Exercise prompt:
Copy every line of the records below that holds the word "foliage".
===== Data for processing =====
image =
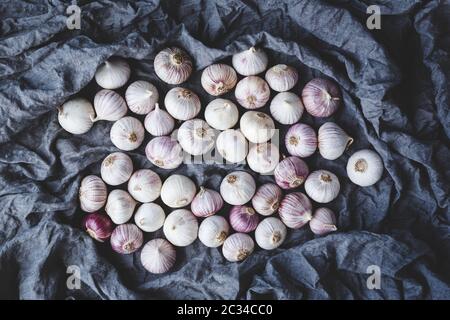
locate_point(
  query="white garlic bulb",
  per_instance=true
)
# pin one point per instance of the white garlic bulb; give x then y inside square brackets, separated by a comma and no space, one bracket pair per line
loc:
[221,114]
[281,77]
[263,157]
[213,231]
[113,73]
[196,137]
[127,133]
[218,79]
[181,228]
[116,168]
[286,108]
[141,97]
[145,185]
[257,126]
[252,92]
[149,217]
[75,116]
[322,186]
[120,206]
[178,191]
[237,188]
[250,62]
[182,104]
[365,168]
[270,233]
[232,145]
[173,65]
=====
===== Data for processing =====
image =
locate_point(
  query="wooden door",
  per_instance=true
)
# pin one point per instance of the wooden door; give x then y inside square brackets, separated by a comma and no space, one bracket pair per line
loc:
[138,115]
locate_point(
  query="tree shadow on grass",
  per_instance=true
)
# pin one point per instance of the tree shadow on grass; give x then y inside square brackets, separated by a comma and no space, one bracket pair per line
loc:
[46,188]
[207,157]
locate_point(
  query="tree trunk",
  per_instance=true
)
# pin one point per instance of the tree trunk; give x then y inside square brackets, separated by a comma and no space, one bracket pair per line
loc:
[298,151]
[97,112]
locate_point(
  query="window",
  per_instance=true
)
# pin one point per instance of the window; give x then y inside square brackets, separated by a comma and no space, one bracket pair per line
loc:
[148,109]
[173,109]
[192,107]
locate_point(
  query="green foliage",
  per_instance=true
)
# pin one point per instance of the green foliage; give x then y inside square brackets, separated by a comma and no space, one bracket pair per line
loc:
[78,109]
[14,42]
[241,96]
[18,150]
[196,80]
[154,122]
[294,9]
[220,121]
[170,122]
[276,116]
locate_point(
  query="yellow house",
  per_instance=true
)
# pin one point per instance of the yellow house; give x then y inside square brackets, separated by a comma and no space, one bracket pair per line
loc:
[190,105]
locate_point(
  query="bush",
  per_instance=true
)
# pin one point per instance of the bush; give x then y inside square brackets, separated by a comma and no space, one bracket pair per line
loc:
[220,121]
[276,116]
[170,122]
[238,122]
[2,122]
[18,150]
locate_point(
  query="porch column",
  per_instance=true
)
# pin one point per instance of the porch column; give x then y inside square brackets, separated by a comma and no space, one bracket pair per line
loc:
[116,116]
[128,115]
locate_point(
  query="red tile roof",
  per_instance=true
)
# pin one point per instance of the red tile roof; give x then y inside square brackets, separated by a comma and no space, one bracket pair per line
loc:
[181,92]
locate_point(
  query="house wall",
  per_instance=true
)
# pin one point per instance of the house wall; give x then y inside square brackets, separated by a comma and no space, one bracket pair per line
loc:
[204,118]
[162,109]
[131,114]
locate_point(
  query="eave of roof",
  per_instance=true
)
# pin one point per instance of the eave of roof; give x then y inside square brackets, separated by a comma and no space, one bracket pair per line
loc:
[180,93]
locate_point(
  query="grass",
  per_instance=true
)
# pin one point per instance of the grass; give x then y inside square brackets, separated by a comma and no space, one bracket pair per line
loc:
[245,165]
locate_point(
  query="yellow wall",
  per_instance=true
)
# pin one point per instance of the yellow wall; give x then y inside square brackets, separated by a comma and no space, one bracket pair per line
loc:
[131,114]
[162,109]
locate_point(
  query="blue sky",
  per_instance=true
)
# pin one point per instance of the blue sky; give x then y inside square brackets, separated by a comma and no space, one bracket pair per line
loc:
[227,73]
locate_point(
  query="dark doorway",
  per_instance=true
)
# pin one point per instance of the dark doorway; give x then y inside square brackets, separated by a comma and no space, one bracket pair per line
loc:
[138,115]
=====
Your solution:
  query="green foliage",
# pin one point per instance of the green foliage; give x then y inside square brackets, separated by a comma and no space, one bracket pair per line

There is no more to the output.